OBJETIVO: Reescriba de forma más breve el párrafo del texto sobre Camilo Egas que comienza con «Fue a su vuelta», conservando sus datos principales.

TEXTO PROPORCIONADO:
#####

Publicado en
agosto 16, 2011
"Floristas", óleo sobre tela, 150x236 cms.
Correspondiente a la edición de Octubre de 1993
Por Hernán Rodríguez.
Camilo Egas, inquieto y brillante artista quiteño, nacido en 1889, por más que hizo con lucimiento estudios en la Escuela de Bellas Artes y los perfeccionó en academias europeas -Real Academia, Roma; Academia de San Fernando, Madrid; Academia Colarroise, París- nunca fue académico. Como certero intuitivo que era, receló siempre de la Academia, a la que sintió como lastre frente a la novedad y antinatural regulación de la libertad, que hace a un artista realmente grande.
Esa ingénita vocación de rebeldía le haría acoger con calor algo que en el provinciano medio quiteño de la segunda década del siglo XX era revolucionario, cuando en Francia -donde había nacido y triunfado- gozaba ya de toda suerte de acatamientos y prestigios: el impresionismo.
Una primera clave para entender la pintura de Egas y toda su trayectoria me parece el Impresionismo.
Cabe recordar la naturaleza de la genial y decisiva innovación impresionista: hirió de muerte a la cosa, en favor de la pura pintura. Antes del Impresionismo se trataba de llevar a las telas cosas y los espectadores buscaban, hallaban y disfrutaban de las cosas, a menudo por encima de la pintura. El impresionismo no pintó cosas, sino efectos de luz. Lo que la luz llevaba de las cosas a la retina -que, obviamente, no eran cosas, sino efectos visuales, obra de la luz-. Con esto, ya se ve, el Impresionismo socavó irremediablemente los cimientos de cualquier academicismo.
En su primer viaje a Europa -viaja en 1911, como becario, junto con José Abraham Moscoso y Nicolás Delgado-Egas no conoce el Impresionismo. Fue a la conservadora Roma, y hubo de acogerse -aunque con sus naturales resistencias- al magisterio de tradicionalistas ilustres, como Sartorio, Quatrocciochi y Bistolfi.
Fue a su vuelta -la conmoción bélica del 14 hizo imposible la permanencia de los jóvenes becarios ecuatorianos en Europa- cuando Egas tuvo, seguramente deslumhrado, la revelación impresionista. Fue el mediador Paul Bar, el maestro que sacó a los alumnos de las penumbrosas aulas de la vieja Escuela, allí en la Alameda, cerca de las lagunitas, y los enfrentó al "píen air", a la luz, para asumir el reto de pintar los efectos de la luz sobre las cosas.
Del impresionismo lo que más atrajo a Egas fue la luz y la mancha certera. Hubo en el Quito del tiempo algún impresionista mucho más completo: José Enrique Guerrero, a su llegada de París. El impresionismo era, a más de festivo y libre hallazgo lumínico y cromático, técnica exigente y retórica rigurosa -una de las más exactas que el arte haya conocido-, Egas no estaba preparado para ejercicio de tan ardua disciplina. A falta, pues, de extremos rigores impresionistas, que le habrían conducido a la soberbia autonomía visual impresionista, el joven quiteño exaltó con colores luminosos figuras de talante más bien realista exactas y ufanas en su dibujo y sólidas en su resolución volumétrica -cosas ambas que el Impresionismo desdeñaba-. Esas "indias esbeltas, hermosas y rozagantes", que dijera de Egas, Diez; ciertos retratos de exacto y bello tratamiento cromático; paisajes traspasados de sol. De esos retratos acaso sea el mejor el que le valió el premio en el salón "Mariano Aguilera" de 1923, que es una de las piezas fundamentales del artista: la materia aplicada con fino puntillismo confiere vibración a un color sobrio, como convenía a la gravedad de la noble figura femenina sedente en lujoso sofá.

#####

INFORMACIÓN PROPORCIONADA:
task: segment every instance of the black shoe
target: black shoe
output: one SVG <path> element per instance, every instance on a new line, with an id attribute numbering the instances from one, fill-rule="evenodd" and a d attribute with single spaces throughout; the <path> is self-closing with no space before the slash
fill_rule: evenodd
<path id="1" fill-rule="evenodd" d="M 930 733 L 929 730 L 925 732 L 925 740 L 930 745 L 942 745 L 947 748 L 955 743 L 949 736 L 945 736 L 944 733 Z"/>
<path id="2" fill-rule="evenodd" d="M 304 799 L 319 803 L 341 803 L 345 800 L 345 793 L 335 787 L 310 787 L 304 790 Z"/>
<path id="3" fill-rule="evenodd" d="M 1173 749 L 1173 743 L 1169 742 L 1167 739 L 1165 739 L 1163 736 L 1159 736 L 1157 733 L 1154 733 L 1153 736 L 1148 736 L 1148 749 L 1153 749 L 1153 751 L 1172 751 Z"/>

#####

RESPUESTA COMPLETA: Al volver de Europa, donde la guerra del 14 impidió que siguieran los becarios ecuatorianos, Egas descubrió el impresionismo, probablemente deslumbrado. Su mediador fue Paul Bar, maestro que sacó a los alumnos de las penumbrosas aulas de la vieja Escuela, en la Alameda, para que pintaran al aire libre los efectos de la luz sobre las cosas.